• **Extract provided**:
Disappearing deficit
Jeffrey Christian, managing partner at CPM Group, a New York–based commodities research and advisory firm which publishes the annual Silver Yearbook, said there are two issues related to shortages: current accounts and capital accounts.
Widely cited deficit figures depend heavily on how investment flows and inventory movements are treated within the accounting framework, Christian said. Once those flows are separated from industrial consumption, the idea of a structural annual shortfall becomes less clear.
Silver held for investment purposes remains part of above-ground stocks and is not consumed in the way industrial demand is, he told The Northern Miner, noting that such metal can re-enter the market when prices or conditions shift.
Other market analysts have also pointed to the role above-ground inventories continue to play in balancing the market. In a February podcast and research note, J.P. Morgan said silver’s multi-year deficits have been largely buffered by sizable above-ground stocks, even as heavy transfers of metal from London to New York have contributed to tighter physical market conditions and increased volatility.

Dataset excerpts:

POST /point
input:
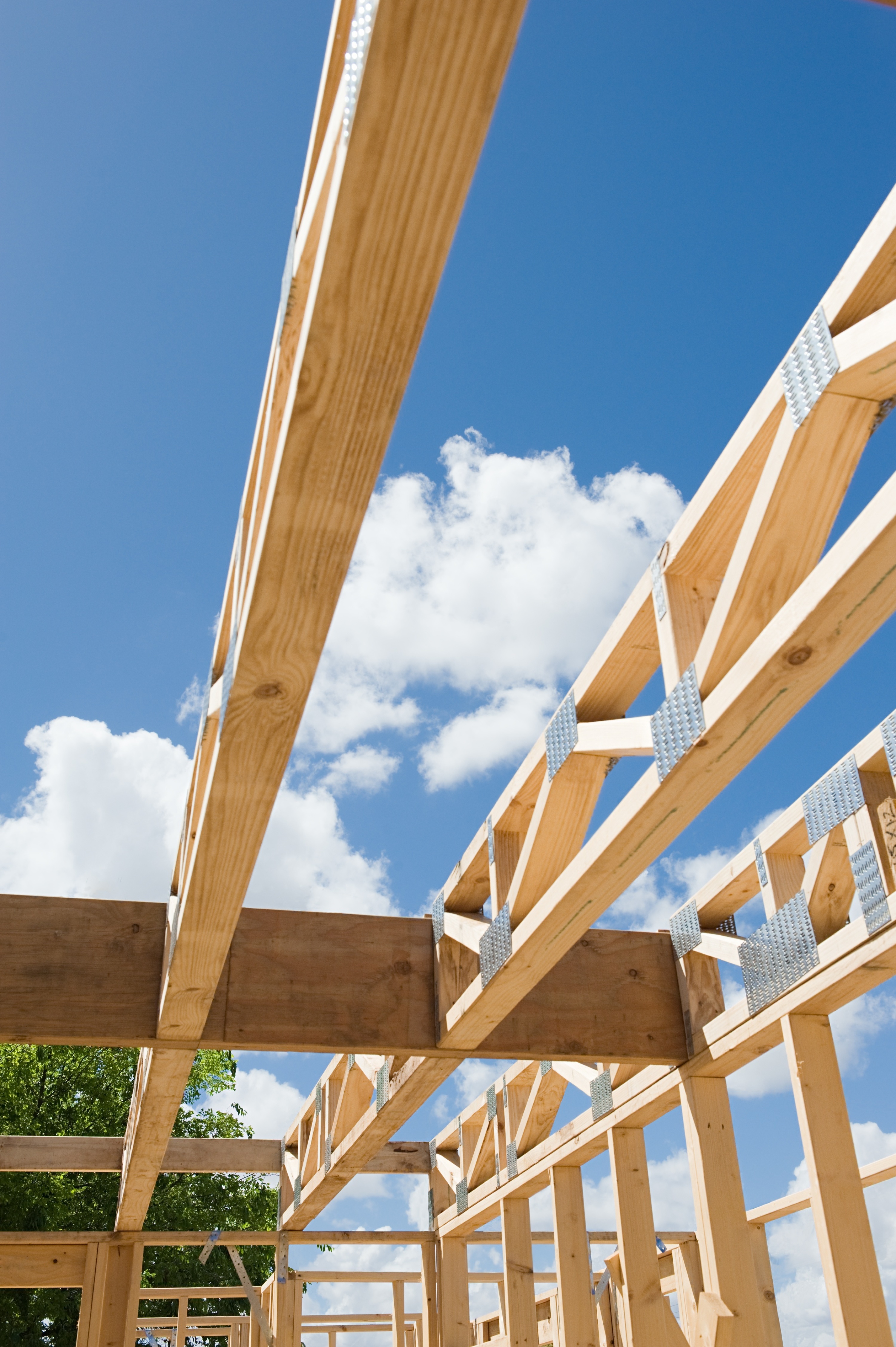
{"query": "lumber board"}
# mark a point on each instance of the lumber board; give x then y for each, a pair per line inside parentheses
(834, 611)
(44, 1264)
(378, 215)
(615, 995)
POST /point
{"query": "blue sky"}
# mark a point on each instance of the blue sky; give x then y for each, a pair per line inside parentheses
(665, 195)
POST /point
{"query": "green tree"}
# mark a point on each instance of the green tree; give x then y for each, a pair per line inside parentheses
(87, 1092)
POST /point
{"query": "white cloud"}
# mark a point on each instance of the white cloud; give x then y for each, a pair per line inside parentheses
(366, 770)
(104, 820)
(800, 1284)
(500, 732)
(658, 892)
(192, 702)
(270, 1104)
(853, 1028)
(498, 587)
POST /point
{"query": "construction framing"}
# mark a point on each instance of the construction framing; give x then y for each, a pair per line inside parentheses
(745, 615)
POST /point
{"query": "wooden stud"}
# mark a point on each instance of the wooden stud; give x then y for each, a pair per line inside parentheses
(573, 1259)
(763, 1267)
(455, 1298)
(855, 1294)
(646, 1308)
(398, 1314)
(719, 1201)
(519, 1285)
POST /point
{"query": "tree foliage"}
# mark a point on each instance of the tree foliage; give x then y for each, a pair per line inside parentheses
(87, 1093)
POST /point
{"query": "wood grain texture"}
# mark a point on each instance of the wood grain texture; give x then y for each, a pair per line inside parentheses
(849, 1263)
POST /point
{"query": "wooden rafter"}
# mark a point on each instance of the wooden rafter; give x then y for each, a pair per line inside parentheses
(384, 184)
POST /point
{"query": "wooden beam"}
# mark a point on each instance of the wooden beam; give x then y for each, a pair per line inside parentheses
(849, 1263)
(376, 220)
(615, 995)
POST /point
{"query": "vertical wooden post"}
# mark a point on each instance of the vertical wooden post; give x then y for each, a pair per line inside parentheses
(430, 1323)
(519, 1283)
(766, 1284)
(184, 1308)
(455, 1294)
(282, 1295)
(719, 1202)
(398, 1314)
(110, 1308)
(636, 1237)
(689, 1283)
(852, 1277)
(576, 1299)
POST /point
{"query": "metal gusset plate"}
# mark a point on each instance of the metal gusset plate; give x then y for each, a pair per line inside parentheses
(833, 799)
(495, 946)
(870, 887)
(438, 918)
(889, 732)
(659, 595)
(779, 954)
(760, 863)
(382, 1086)
(685, 930)
(809, 367)
(602, 1096)
(561, 736)
(678, 724)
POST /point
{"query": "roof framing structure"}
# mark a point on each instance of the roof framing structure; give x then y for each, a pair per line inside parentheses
(745, 615)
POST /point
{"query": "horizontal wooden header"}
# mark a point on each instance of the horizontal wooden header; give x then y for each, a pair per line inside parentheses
(88, 972)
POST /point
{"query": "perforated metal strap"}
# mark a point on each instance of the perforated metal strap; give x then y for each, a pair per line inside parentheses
(657, 585)
(833, 799)
(382, 1086)
(685, 930)
(760, 863)
(602, 1096)
(779, 954)
(678, 724)
(870, 887)
(561, 736)
(809, 367)
(355, 59)
(889, 735)
(438, 918)
(227, 678)
(495, 946)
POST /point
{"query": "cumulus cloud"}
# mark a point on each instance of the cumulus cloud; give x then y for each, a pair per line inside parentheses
(104, 820)
(498, 587)
(658, 892)
(270, 1104)
(853, 1027)
(800, 1284)
(366, 770)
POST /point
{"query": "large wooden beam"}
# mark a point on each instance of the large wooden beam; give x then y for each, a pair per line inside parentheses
(387, 174)
(613, 996)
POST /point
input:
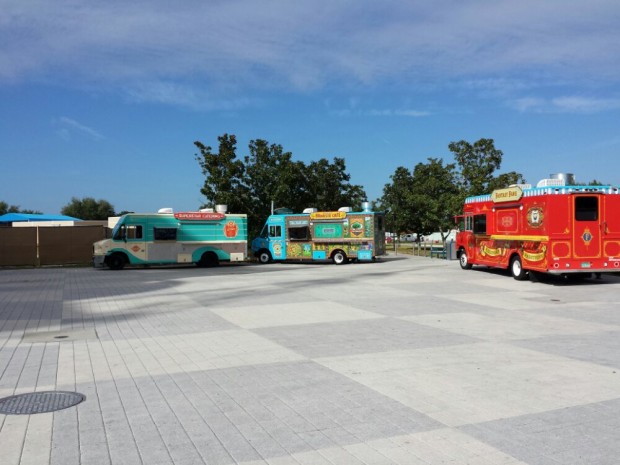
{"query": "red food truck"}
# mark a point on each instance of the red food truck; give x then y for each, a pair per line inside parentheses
(556, 227)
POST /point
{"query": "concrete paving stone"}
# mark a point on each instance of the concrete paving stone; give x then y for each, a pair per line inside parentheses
(285, 314)
(355, 337)
(575, 435)
(465, 379)
(515, 325)
(304, 362)
(602, 347)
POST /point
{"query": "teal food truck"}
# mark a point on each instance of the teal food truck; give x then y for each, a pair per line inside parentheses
(338, 236)
(204, 237)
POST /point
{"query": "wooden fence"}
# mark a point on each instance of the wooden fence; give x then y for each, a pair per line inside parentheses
(45, 245)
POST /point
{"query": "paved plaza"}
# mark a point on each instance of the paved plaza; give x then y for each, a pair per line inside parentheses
(409, 360)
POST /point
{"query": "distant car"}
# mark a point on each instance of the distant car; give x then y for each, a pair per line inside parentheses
(412, 237)
(435, 238)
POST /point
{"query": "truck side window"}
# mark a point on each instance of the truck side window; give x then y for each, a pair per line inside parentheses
(586, 208)
(480, 224)
(134, 232)
(275, 231)
(165, 234)
(299, 234)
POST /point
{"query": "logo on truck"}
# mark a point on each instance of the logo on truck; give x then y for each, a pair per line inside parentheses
(231, 229)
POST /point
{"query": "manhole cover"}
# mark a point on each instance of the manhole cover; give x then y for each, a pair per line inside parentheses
(39, 402)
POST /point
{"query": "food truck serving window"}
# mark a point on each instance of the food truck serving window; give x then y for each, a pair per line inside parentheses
(125, 232)
(480, 224)
(165, 234)
(586, 208)
(299, 233)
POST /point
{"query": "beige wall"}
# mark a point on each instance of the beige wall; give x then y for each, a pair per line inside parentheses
(39, 246)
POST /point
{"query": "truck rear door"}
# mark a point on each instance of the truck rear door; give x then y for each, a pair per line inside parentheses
(587, 230)
(276, 233)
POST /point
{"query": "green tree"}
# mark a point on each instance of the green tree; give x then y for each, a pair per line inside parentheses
(269, 174)
(397, 202)
(6, 208)
(88, 209)
(272, 177)
(224, 175)
(478, 163)
(328, 186)
(436, 196)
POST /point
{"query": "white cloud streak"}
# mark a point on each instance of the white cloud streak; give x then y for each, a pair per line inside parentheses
(67, 127)
(236, 46)
(566, 104)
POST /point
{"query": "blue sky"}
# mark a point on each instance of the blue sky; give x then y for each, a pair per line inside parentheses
(105, 99)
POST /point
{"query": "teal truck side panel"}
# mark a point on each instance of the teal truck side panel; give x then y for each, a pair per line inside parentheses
(338, 236)
(140, 239)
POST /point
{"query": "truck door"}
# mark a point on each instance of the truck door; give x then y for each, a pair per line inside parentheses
(587, 230)
(130, 236)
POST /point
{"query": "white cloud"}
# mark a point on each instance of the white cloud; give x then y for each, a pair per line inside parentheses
(238, 46)
(66, 127)
(566, 104)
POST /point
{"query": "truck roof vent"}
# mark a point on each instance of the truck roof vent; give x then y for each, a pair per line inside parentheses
(550, 183)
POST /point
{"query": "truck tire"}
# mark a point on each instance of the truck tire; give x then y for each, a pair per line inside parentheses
(208, 260)
(339, 257)
(516, 269)
(264, 257)
(117, 261)
(464, 260)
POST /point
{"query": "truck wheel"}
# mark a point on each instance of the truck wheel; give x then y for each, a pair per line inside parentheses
(208, 260)
(516, 268)
(464, 261)
(264, 257)
(339, 257)
(117, 261)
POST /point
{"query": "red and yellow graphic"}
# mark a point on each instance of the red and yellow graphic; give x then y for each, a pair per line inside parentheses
(231, 229)
(328, 215)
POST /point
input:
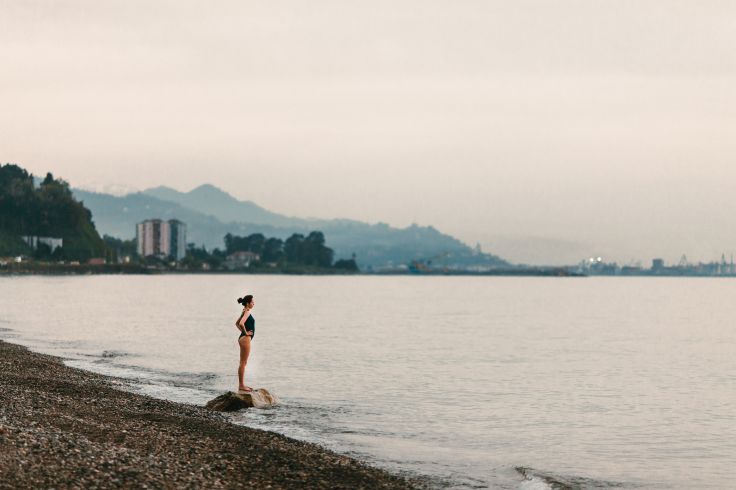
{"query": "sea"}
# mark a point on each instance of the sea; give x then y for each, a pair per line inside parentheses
(466, 382)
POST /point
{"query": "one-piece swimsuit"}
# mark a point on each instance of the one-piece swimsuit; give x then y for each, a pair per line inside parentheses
(250, 326)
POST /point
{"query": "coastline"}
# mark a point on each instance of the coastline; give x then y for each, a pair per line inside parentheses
(63, 427)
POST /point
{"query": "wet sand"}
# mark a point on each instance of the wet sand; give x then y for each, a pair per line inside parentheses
(62, 427)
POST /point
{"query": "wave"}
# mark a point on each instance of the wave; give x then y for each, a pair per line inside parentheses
(539, 480)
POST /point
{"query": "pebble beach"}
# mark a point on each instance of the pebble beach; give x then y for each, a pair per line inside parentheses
(62, 427)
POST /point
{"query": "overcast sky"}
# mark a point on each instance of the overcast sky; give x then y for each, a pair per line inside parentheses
(545, 130)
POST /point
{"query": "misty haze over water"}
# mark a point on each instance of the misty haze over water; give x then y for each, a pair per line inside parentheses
(623, 382)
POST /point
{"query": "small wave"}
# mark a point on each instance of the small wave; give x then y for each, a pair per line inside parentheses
(538, 480)
(111, 354)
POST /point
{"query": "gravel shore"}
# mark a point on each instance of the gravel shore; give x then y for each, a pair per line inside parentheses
(62, 427)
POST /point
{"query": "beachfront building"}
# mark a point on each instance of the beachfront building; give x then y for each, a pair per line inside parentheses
(162, 238)
(241, 260)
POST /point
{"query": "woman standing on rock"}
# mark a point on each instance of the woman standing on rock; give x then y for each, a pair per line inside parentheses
(247, 326)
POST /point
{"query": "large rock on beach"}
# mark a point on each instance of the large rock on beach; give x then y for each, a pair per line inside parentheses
(232, 401)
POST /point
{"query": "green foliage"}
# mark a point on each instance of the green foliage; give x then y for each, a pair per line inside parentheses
(296, 250)
(346, 265)
(12, 244)
(118, 248)
(49, 210)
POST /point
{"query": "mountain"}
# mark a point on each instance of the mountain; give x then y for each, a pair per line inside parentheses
(208, 199)
(211, 213)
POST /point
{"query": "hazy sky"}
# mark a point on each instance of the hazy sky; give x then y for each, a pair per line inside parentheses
(545, 130)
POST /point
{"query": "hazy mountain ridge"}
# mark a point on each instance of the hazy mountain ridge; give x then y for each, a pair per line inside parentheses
(211, 213)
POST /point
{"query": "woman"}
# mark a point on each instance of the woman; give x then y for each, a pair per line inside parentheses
(247, 326)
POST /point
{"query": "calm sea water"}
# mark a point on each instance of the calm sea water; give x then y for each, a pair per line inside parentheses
(473, 381)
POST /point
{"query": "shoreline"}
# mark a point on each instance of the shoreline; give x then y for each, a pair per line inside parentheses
(64, 427)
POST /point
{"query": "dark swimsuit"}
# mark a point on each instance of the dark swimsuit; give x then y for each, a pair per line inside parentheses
(250, 326)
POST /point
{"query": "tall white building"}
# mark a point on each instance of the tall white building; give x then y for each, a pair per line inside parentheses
(162, 238)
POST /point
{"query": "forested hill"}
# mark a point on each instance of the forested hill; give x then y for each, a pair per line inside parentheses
(47, 210)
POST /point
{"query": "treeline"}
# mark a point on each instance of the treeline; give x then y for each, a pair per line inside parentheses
(296, 251)
(48, 210)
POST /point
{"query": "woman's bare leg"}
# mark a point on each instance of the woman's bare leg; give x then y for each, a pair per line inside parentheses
(244, 343)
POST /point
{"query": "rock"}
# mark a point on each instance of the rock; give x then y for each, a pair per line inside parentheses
(231, 401)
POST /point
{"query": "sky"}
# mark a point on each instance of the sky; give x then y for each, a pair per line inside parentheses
(546, 131)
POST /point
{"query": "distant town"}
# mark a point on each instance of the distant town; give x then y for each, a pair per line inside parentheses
(597, 266)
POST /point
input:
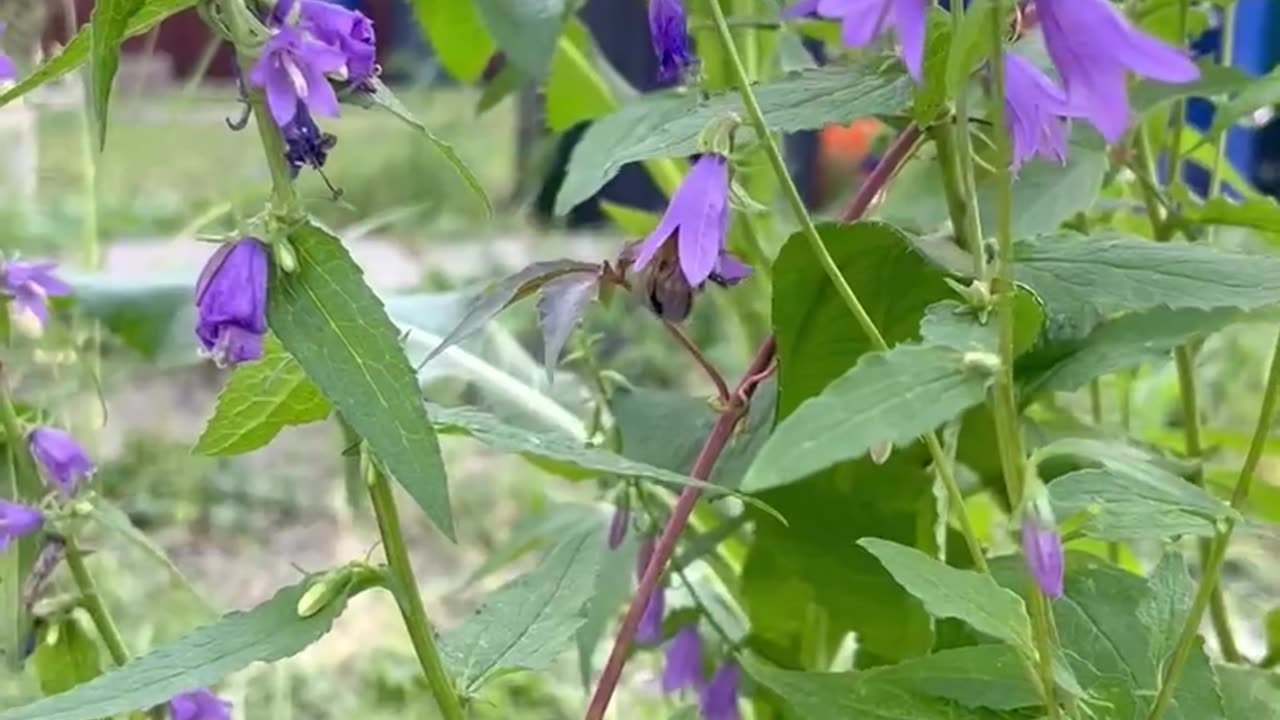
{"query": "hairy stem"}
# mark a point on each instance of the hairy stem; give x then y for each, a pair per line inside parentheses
(407, 596)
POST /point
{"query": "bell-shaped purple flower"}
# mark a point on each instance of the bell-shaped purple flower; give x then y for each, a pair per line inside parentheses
(862, 21)
(64, 461)
(30, 285)
(231, 302)
(292, 69)
(350, 31)
(1042, 547)
(17, 520)
(199, 705)
(718, 698)
(682, 665)
(670, 33)
(1092, 45)
(1036, 109)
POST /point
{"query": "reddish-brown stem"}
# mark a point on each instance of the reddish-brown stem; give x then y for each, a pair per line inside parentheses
(734, 410)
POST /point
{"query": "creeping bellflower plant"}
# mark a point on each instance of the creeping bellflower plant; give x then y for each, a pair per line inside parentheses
(63, 459)
(231, 302)
(17, 520)
(1092, 45)
(199, 705)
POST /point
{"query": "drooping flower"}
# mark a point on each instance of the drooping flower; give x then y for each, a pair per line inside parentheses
(1042, 546)
(718, 698)
(670, 33)
(231, 302)
(862, 21)
(1036, 109)
(292, 69)
(1092, 45)
(30, 285)
(350, 31)
(64, 461)
(199, 705)
(684, 661)
(17, 520)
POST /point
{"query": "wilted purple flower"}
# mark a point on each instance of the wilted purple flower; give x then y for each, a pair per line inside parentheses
(720, 697)
(649, 632)
(670, 35)
(292, 68)
(864, 19)
(30, 286)
(17, 520)
(1036, 110)
(1042, 547)
(231, 302)
(684, 661)
(64, 461)
(350, 31)
(1092, 45)
(199, 705)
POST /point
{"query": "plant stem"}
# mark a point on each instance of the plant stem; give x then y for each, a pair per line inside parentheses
(91, 600)
(1217, 550)
(407, 596)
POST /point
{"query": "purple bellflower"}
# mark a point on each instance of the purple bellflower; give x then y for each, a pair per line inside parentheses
(64, 461)
(1092, 45)
(1042, 546)
(684, 661)
(231, 302)
(199, 705)
(17, 520)
(292, 69)
(348, 31)
(1036, 109)
(30, 285)
(670, 33)
(862, 21)
(718, 698)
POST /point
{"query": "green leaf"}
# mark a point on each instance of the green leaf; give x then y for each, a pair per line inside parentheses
(525, 30)
(1114, 273)
(383, 98)
(667, 124)
(108, 26)
(892, 396)
(338, 331)
(529, 621)
(65, 655)
(260, 400)
(77, 50)
(1137, 505)
(844, 696)
(266, 633)
(458, 37)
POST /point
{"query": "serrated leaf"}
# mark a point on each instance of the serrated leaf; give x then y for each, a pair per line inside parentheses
(338, 331)
(1115, 273)
(667, 126)
(844, 696)
(964, 595)
(525, 30)
(266, 633)
(108, 27)
(383, 98)
(1137, 505)
(502, 294)
(77, 50)
(260, 400)
(561, 305)
(530, 621)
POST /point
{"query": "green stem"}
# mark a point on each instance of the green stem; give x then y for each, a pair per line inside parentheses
(91, 600)
(828, 264)
(407, 596)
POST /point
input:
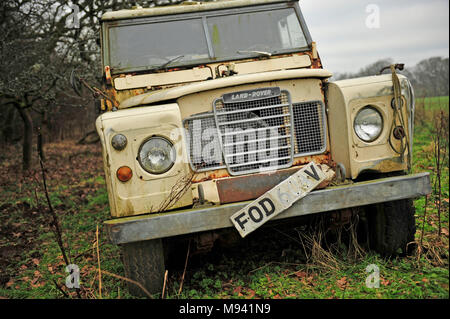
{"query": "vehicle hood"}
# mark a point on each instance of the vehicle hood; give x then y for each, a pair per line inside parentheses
(176, 92)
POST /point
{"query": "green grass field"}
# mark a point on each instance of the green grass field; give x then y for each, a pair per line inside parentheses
(273, 265)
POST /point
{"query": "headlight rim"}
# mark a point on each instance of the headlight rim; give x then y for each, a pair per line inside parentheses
(380, 133)
(172, 146)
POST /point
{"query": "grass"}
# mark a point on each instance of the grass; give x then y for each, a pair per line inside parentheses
(269, 264)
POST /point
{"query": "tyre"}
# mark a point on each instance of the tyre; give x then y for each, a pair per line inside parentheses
(392, 227)
(144, 263)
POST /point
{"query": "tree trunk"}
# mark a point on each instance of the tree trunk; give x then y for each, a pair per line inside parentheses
(27, 137)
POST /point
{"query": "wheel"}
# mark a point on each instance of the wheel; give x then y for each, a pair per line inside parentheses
(144, 263)
(391, 227)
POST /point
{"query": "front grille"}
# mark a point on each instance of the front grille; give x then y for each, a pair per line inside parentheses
(255, 134)
(252, 135)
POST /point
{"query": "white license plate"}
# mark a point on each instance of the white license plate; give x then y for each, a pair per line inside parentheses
(278, 199)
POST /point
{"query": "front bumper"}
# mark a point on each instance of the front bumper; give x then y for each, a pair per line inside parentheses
(152, 226)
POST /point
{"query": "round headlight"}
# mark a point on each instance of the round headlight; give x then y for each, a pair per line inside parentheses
(368, 124)
(157, 155)
(119, 142)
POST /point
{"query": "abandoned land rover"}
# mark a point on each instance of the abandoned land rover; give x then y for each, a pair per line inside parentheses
(220, 115)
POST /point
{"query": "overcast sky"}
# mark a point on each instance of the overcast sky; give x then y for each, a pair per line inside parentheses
(407, 31)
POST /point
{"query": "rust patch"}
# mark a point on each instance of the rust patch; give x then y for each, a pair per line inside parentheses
(242, 188)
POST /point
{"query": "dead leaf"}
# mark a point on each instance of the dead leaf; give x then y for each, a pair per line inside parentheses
(301, 274)
(342, 283)
(237, 290)
(251, 294)
(385, 282)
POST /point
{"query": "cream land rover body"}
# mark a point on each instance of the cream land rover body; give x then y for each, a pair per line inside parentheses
(182, 75)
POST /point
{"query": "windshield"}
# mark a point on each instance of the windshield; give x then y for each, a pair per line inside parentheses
(137, 45)
(151, 45)
(269, 31)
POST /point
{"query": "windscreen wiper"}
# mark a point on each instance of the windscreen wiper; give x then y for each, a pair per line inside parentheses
(163, 66)
(259, 53)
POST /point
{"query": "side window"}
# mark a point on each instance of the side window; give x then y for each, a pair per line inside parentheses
(291, 33)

• **Brief**:
Write out, word for word, the passage from the text about the silver deficit starting at "Silver held for" and ending at "or conditions shift.". You won't need the records for this.

• **Written solution**:
Silver held for investment purposes remains part of above-ground stocks and is not consumed in the way industrial demand is, he told The Northern Miner, noting that such metal can re-enter the market when prices or conditions shift.